TASK GOAL:
It is required that all of the data be written out exactly.
-- Begin AVAILABLE DATA --
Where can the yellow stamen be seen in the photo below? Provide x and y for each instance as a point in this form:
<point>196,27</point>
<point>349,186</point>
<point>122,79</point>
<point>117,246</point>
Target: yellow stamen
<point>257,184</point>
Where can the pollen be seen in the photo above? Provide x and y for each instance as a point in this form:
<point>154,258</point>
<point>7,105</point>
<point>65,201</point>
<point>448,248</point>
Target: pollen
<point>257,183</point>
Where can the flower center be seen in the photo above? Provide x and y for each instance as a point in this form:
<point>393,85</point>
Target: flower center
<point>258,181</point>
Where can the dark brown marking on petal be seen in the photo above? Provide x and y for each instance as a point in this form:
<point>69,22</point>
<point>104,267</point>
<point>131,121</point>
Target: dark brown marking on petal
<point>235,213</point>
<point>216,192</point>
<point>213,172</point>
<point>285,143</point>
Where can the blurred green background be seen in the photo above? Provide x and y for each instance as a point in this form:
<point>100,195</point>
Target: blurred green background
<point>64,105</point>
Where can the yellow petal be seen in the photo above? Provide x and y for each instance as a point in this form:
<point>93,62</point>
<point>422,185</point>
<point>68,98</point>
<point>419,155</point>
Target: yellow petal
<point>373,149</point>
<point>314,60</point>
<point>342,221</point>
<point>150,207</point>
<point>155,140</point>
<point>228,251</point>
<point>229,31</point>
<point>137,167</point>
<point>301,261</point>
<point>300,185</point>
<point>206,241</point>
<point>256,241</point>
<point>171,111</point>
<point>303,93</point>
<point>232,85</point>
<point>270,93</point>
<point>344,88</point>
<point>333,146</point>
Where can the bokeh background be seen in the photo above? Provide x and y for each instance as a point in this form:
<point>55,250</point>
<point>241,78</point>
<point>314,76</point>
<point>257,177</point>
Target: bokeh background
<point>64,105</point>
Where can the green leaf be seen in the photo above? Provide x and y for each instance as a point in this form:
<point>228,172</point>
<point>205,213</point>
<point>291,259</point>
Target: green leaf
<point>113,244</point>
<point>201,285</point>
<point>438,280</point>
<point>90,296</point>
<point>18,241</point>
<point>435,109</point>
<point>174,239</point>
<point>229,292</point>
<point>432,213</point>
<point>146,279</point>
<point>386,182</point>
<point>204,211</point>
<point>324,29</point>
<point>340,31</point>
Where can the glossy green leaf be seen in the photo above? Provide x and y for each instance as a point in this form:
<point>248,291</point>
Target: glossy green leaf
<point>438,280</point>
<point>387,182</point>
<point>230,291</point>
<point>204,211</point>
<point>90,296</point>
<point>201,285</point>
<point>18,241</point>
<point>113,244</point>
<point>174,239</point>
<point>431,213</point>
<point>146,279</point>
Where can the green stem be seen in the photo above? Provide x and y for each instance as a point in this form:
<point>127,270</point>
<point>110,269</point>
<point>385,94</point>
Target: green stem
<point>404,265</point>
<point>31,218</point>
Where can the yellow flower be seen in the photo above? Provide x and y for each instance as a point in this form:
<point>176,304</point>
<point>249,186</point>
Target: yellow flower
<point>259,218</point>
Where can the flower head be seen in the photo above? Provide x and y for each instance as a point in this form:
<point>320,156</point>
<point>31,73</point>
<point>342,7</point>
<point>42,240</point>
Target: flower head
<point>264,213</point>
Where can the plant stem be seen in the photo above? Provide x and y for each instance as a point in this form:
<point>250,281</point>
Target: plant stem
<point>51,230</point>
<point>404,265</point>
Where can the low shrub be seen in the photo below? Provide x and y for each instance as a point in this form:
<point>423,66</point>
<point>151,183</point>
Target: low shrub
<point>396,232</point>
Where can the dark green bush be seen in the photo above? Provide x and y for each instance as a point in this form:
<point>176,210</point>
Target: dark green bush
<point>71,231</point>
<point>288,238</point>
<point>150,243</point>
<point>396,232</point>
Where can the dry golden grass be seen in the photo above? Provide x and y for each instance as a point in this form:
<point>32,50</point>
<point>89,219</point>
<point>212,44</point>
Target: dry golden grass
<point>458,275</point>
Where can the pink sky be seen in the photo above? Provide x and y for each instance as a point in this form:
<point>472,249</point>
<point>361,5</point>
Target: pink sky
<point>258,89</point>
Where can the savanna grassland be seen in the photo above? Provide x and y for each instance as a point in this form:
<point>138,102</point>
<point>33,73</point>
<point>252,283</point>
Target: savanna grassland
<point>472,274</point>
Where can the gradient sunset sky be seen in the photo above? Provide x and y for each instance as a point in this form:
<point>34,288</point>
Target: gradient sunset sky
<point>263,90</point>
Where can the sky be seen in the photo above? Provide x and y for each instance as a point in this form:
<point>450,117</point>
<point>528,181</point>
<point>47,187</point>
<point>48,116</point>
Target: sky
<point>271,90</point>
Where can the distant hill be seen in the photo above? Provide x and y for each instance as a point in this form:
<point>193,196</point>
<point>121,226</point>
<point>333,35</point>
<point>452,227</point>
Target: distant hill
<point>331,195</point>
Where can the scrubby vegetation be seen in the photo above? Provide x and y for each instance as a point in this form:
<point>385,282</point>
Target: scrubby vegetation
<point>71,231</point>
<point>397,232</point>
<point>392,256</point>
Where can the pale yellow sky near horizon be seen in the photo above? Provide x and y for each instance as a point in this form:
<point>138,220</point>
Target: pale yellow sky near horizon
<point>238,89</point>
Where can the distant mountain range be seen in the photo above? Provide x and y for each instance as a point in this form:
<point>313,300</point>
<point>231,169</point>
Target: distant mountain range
-- End AVAILABLE DATA --
EXERCISE RESULT:
Where can the yellow stamen be seen in the photo below? Provide x and y for each instance as a point in this form:
<point>196,27</point>
<point>349,186</point>
<point>122,79</point>
<point>117,246</point>
Target: yellow stamen
<point>257,184</point>
Where can the pollen be seen in the photo above? Provide x and y for each instance as a point in this form:
<point>154,258</point>
<point>7,105</point>
<point>65,201</point>
<point>448,248</point>
Target: pollen
<point>257,183</point>
Where can the flower center be seen in the photo above? Provide x and y for each instance as a point in this form:
<point>393,85</point>
Target: flower center
<point>258,181</point>
Where can the dark brown marking on petal be seen in the photo above? Provide x and y for each instance as a point in this form:
<point>69,22</point>
<point>104,267</point>
<point>131,121</point>
Target: dark brown marking on petal
<point>235,213</point>
<point>216,192</point>
<point>213,172</point>
<point>285,143</point>
Where can the blurred green background be seen in the photo above? Provide x and y for each instance as a point in this form:
<point>100,195</point>
Target: blurred green background
<point>64,105</point>
Where can the yellow petal be seen in the photo above? Provide x and y for each instance as a point in this form:
<point>93,62</point>
<point>422,185</point>
<point>68,98</point>
<point>419,155</point>
Target: yellow petal
<point>373,149</point>
<point>314,60</point>
<point>342,221</point>
<point>150,207</point>
<point>155,140</point>
<point>228,251</point>
<point>229,31</point>
<point>137,167</point>
<point>301,261</point>
<point>300,185</point>
<point>206,241</point>
<point>256,241</point>
<point>171,111</point>
<point>303,93</point>
<point>232,85</point>
<point>270,93</point>
<point>344,88</point>
<point>333,146</point>
Where can the bokeh background be seen in the photo above? Provide x and y for each instance as a point in this form:
<point>55,250</point>
<point>241,78</point>
<point>314,76</point>
<point>257,177</point>
Target: bokeh background
<point>64,105</point>
Where can the green leaf be seen in the photo above? Provide x and y for each instance as a point in this form:
<point>228,172</point>
<point>205,213</point>
<point>291,259</point>
Target: green leaf
<point>113,244</point>
<point>201,285</point>
<point>438,280</point>
<point>90,296</point>
<point>18,241</point>
<point>435,109</point>
<point>174,239</point>
<point>229,292</point>
<point>432,213</point>
<point>146,279</point>
<point>386,182</point>
<point>204,211</point>
<point>324,29</point>
<point>340,31</point>
Where can the glossy green leaf be seen in the photo above? Provide x and y for each instance as a point in this form:
<point>248,291</point>
Target: glossy green leaf
<point>438,280</point>
<point>387,182</point>
<point>230,291</point>
<point>204,211</point>
<point>90,296</point>
<point>201,285</point>
<point>18,241</point>
<point>113,244</point>
<point>174,239</point>
<point>431,213</point>
<point>146,279</point>
Where can the green stem be seen in the photo above? Provide x and y for each instance as a point in this form:
<point>127,270</point>
<point>110,269</point>
<point>385,94</point>
Target: green stem
<point>404,265</point>
<point>31,218</point>
Where can the yellow flower be seen in the photo above? Provide x and y for each instance as a point in this form:
<point>176,304</point>
<point>249,186</point>
Target: yellow flower
<point>259,218</point>
Where can the flower head be seen in the photo above? Provide x and y for each instance as a point in this form:
<point>320,156</point>
<point>31,73</point>
<point>342,7</point>
<point>42,240</point>
Target: flower head
<point>264,213</point>
Where can the plant stem be seen in the photo above? Provide x and y for each instance as a point in this form:
<point>250,281</point>
Target: plant stem
<point>51,230</point>
<point>404,265</point>
Where can the low shrub be seen in the photo below? Provide x and y for each instance as a point in this form:
<point>423,66</point>
<point>151,183</point>
Target: low shrub
<point>396,232</point>
Where can the dark green bush be seen in the photo above? Provide x and y for each instance as a point in this form:
<point>176,210</point>
Target: dark green bush
<point>71,231</point>
<point>288,238</point>
<point>150,243</point>
<point>396,232</point>
Where can the dry golden grass be seen in the photo above? Provide x and y for each instance as a point in this form:
<point>32,50</point>
<point>89,219</point>
<point>212,44</point>
Target: dry golden grass
<point>458,275</point>
Where can the pink sky be seen in the photo above? Provide x and y for each instance as a point in this form:
<point>472,249</point>
<point>361,5</point>
Target: pink sky
<point>258,89</point>
Where can the savanna grassland be seen in the photo above? Provide x and y for each instance as a point in this form:
<point>138,102</point>
<point>33,73</point>
<point>252,283</point>
Target: savanna grassland
<point>472,274</point>
Where can the gradient sunset sky be seen in the photo above? Provide x and y for each instance as a point in this form:
<point>34,288</point>
Target: gradient sunset sky
<point>263,90</point>
Where can the sky be seen in the photo above? Provide x and y for each instance as a point in this form:
<point>450,117</point>
<point>528,181</point>
<point>47,187</point>
<point>48,116</point>
Target: sky
<point>271,90</point>
Where can the distant hill be seen in the photo above? Provide x and y for each instance as a point in this form:
<point>193,196</point>
<point>121,226</point>
<point>333,35</point>
<point>452,227</point>
Target: distant hill
<point>331,195</point>
Where can the scrubby vegetation be seen in the photo above? Provide x and y for each instance as a point in this form:
<point>385,282</point>
Target: scrubby vegetation
<point>71,231</point>
<point>397,232</point>
<point>392,256</point>
Where can the pale yellow sky near horizon be seen in the photo above? Provide x and y for each instance as a point in this form:
<point>138,220</point>
Target: pale yellow sky near horizon
<point>238,89</point>
Where can the distant mountain range be seen in the photo above? Provide x and y for each instance as a point in this form:
<point>313,300</point>
<point>231,169</point>
Target: distant mountain range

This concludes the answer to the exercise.